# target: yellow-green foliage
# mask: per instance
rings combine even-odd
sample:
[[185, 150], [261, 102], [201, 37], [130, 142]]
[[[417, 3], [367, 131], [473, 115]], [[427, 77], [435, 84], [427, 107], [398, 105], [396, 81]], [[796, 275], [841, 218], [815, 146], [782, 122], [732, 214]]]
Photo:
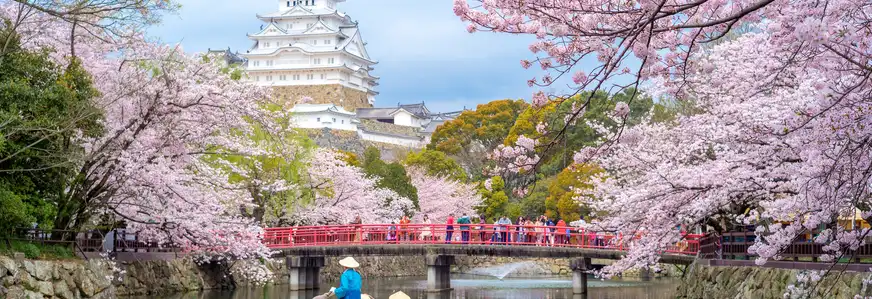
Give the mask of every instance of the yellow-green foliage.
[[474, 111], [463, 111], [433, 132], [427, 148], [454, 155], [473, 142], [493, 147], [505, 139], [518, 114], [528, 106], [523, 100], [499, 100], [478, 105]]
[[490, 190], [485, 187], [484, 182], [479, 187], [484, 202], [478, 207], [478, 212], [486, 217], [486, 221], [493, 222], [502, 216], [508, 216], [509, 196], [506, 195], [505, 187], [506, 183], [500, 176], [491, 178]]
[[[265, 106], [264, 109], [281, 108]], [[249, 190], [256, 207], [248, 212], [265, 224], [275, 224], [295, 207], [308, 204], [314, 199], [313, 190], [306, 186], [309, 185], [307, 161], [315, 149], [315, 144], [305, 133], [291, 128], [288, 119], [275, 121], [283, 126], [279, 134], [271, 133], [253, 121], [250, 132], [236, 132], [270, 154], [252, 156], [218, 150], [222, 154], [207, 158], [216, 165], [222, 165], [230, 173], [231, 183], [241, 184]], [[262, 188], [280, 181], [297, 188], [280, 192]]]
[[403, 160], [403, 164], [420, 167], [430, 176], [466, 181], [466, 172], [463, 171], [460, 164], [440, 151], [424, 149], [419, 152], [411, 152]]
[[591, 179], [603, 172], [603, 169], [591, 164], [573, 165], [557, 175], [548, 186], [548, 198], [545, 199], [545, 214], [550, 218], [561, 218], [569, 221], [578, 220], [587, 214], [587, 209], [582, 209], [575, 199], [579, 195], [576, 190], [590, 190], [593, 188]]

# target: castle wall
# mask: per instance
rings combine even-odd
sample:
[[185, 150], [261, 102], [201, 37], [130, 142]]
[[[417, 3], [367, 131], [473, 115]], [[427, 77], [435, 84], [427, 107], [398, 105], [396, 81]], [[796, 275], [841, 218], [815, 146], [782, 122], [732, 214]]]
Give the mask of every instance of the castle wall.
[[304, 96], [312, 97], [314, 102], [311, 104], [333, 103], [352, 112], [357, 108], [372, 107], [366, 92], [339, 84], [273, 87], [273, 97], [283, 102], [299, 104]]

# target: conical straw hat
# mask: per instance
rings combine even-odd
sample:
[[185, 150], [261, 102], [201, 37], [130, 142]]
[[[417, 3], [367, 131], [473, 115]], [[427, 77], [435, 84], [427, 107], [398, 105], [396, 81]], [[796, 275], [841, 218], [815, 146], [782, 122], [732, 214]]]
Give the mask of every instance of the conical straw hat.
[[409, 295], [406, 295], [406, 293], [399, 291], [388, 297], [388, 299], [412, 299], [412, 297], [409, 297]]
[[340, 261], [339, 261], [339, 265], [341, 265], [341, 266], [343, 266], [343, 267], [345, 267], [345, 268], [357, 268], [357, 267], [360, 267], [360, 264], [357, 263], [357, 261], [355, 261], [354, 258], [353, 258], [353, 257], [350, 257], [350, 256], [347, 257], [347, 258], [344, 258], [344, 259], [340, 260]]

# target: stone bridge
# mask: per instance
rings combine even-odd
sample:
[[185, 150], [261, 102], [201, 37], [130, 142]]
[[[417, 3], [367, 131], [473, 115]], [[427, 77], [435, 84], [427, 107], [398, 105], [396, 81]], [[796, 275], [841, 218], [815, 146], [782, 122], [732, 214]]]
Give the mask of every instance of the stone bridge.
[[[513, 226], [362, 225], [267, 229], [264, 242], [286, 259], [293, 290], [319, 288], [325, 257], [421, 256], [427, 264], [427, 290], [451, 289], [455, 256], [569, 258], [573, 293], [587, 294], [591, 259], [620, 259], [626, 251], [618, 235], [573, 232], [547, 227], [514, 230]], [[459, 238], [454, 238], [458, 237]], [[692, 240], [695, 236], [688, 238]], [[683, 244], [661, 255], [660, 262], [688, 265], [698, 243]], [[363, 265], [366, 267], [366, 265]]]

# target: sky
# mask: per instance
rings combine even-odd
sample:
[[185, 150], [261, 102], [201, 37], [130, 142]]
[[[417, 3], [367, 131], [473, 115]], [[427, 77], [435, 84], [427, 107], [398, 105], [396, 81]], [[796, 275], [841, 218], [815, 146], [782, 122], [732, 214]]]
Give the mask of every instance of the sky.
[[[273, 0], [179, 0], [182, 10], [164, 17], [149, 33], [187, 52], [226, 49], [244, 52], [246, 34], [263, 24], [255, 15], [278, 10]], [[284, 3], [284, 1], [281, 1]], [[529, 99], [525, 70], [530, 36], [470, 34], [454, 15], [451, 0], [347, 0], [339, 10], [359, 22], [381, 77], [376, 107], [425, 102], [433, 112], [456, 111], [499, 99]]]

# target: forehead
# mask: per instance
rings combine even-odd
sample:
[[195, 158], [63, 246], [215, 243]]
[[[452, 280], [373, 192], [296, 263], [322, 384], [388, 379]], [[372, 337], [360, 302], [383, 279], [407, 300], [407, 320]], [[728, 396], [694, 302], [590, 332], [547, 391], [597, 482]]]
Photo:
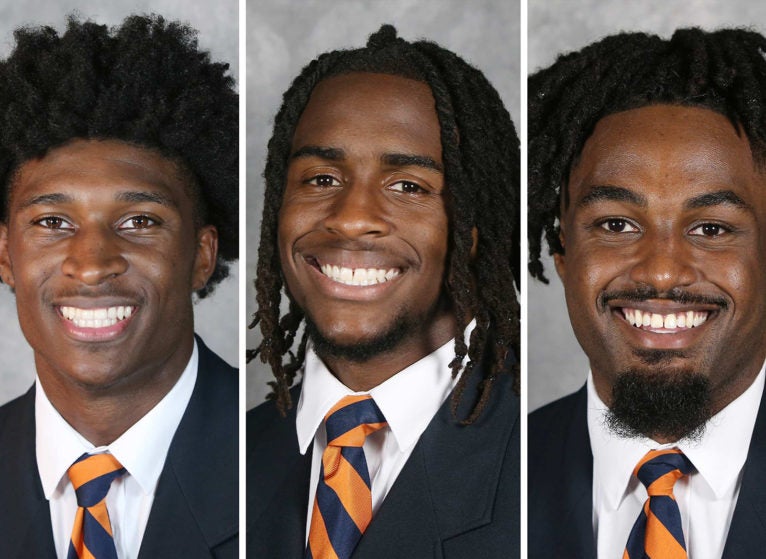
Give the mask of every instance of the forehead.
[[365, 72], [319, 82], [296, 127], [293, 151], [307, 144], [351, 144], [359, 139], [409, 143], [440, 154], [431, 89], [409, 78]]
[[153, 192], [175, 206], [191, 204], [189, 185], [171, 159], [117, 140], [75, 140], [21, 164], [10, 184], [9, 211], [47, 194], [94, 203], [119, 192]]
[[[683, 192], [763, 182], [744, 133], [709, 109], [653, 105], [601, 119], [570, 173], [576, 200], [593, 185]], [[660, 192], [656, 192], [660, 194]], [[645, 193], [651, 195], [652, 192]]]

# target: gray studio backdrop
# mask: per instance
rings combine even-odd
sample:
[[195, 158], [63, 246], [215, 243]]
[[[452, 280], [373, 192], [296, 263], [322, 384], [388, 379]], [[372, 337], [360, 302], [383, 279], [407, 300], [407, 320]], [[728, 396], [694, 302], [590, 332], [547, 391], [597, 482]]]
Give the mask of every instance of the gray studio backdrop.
·····
• Work item
Omit the pictures and write out the remaining data exactly.

• Finished task
# target: yellow-green foliage
# mask: per instance
rings combine even-odd
sample:
[[185, 150], [261, 102], [201, 37], [130, 142]]
[[[417, 3], [367, 131], [473, 115]], [[427, 77], [435, 84], [427, 107], [398, 105], [396, 81]], [[796, 275], [841, 218], [815, 146], [782, 122], [732, 214]]]
Photo:
Give the mask of every instance of the yellow-green foliage.
[[474, 111], [463, 111], [433, 132], [427, 148], [454, 155], [473, 142], [493, 147], [505, 139], [518, 114], [528, 106], [523, 100], [499, 100], [478, 105]]
[[490, 190], [485, 187], [484, 182], [479, 187], [484, 202], [478, 207], [478, 212], [486, 217], [486, 221], [493, 222], [502, 216], [508, 216], [509, 196], [506, 195], [505, 187], [506, 183], [500, 176], [491, 178]]
[[[265, 106], [264, 109], [281, 108]], [[249, 190], [256, 207], [248, 212], [265, 224], [275, 224], [295, 207], [308, 204], [314, 199], [313, 190], [306, 186], [309, 185], [307, 161], [315, 149], [315, 144], [305, 133], [291, 128], [288, 119], [275, 121], [283, 126], [279, 134], [271, 133], [253, 121], [250, 132], [236, 132], [270, 154], [252, 156], [218, 150], [222, 154], [207, 158], [216, 165], [222, 165], [230, 173], [231, 183], [241, 184]], [[262, 188], [280, 181], [297, 188], [280, 192]]]
[[403, 160], [403, 164], [420, 167], [430, 176], [466, 181], [466, 172], [463, 171], [460, 164], [440, 151], [424, 149], [419, 152], [411, 152]]
[[591, 179], [603, 172], [603, 169], [591, 164], [573, 165], [557, 175], [548, 186], [548, 198], [545, 199], [545, 214], [550, 218], [561, 218], [569, 221], [578, 220], [587, 214], [587, 209], [582, 209], [575, 199], [579, 195], [576, 190], [590, 190], [593, 188]]

# target: castle wall
# mask: per instance
rings combine even-odd
sample:
[[185, 150], [261, 102], [201, 37], [130, 142]]
[[[417, 3], [367, 131], [473, 115]], [[427, 77], [435, 84], [427, 107], [398, 105], [396, 81]], [[796, 275], [841, 218], [815, 146], [782, 122], [732, 214]]]
Give the mask of every instance of the castle wall.
[[304, 96], [312, 97], [314, 102], [311, 104], [333, 103], [352, 112], [357, 108], [372, 107], [366, 92], [339, 84], [273, 87], [273, 97], [283, 102], [299, 104]]

# target: conical straw hat
# mask: per instance
rings combine even-odd
sample:
[[185, 150], [261, 102], [201, 37], [130, 142]]
[[[417, 3], [367, 131], [473, 115]], [[427, 77], [435, 84], [427, 107], [398, 105], [396, 81]], [[796, 275], [841, 218], [815, 146], [782, 122], [732, 214]]]
Give the mask of every instance of the conical straw hat.
[[409, 295], [406, 295], [406, 293], [399, 291], [388, 297], [388, 299], [412, 299], [412, 297], [409, 297]]
[[340, 261], [339, 261], [339, 265], [341, 265], [341, 266], [343, 266], [343, 267], [345, 267], [345, 268], [357, 268], [357, 267], [360, 267], [360, 264], [357, 263], [357, 261], [355, 261], [354, 258], [353, 258], [353, 257], [350, 257], [350, 256], [347, 257], [347, 258], [344, 258], [344, 259], [340, 260]]

# target: stone bridge
# mask: per instance
rings combine even-odd
sample:
[[185, 150], [261, 102], [201, 37], [130, 142]]
[[[417, 3], [367, 131], [473, 115]], [[427, 77], [435, 84], [427, 107], [398, 105], [396, 81]], [[796, 275], [841, 218], [815, 146], [782, 122], [732, 214]]]
Give the mask of every instance of the stone bridge.
[[[513, 226], [362, 225], [267, 229], [264, 242], [286, 259], [293, 290], [319, 288], [325, 257], [421, 256], [427, 264], [427, 290], [451, 289], [455, 256], [569, 258], [573, 293], [587, 294], [591, 259], [620, 259], [626, 251], [618, 235], [573, 232], [547, 227], [514, 230]], [[459, 238], [454, 238], [458, 237]], [[692, 240], [695, 236], [688, 238]], [[683, 244], [661, 255], [660, 262], [688, 265], [698, 243]], [[363, 265], [366, 267], [366, 265]]]

# target: sky
# mask: per instance
rings combine even-odd
sample:
[[185, 150], [261, 102], [201, 37], [130, 142]]
[[[417, 3], [367, 131], [473, 115]], [[427, 77], [435, 84], [427, 107], [398, 105], [396, 81]], [[796, 275], [841, 218], [815, 146], [782, 122], [732, 214]]]
Give the mask of every instance of the sky.
[[[273, 0], [179, 0], [182, 10], [164, 17], [149, 33], [187, 52], [226, 49], [244, 52], [246, 34], [263, 24], [255, 15], [278, 10]], [[284, 3], [284, 1], [281, 1]], [[529, 99], [525, 70], [530, 36], [470, 34], [454, 15], [451, 0], [347, 0], [339, 10], [359, 22], [381, 77], [376, 107], [425, 102], [433, 112], [456, 111], [499, 99]]]

# target: forehead
# mask: per instance
rings combine even-odd
sample:
[[195, 158], [63, 246], [215, 243]]
[[[452, 280], [373, 192], [296, 263], [322, 384], [388, 379]], [[372, 337], [360, 302], [383, 279], [407, 300], [407, 320]], [[728, 396], [694, 302], [590, 332], [547, 391], [597, 482]]]
Photo:
Give the mask of every instance of the forehead.
[[365, 72], [319, 82], [296, 127], [293, 151], [307, 144], [351, 144], [359, 139], [409, 143], [440, 154], [431, 89], [409, 78]]
[[153, 192], [175, 206], [191, 204], [189, 185], [171, 159], [117, 140], [75, 140], [21, 164], [10, 184], [9, 211], [47, 194], [94, 203], [119, 192]]
[[[683, 192], [763, 182], [744, 133], [709, 109], [653, 105], [601, 119], [570, 173], [576, 200], [593, 185]], [[660, 192], [656, 192], [660, 194]], [[645, 193], [651, 195], [652, 192]]]

# target: gray studio backdrop
# mask: per instance
rings combine even-odd
sample:
[[195, 158], [63, 246], [215, 243]]
[[[452, 280], [373, 192], [296, 263], [322, 384], [388, 379]], [[372, 337], [360, 302], [383, 279], [407, 300], [407, 320]], [[728, 396], [694, 302], [590, 332], [547, 391], [597, 482]]]
Give the mask of every instance of the gray studio backdrop.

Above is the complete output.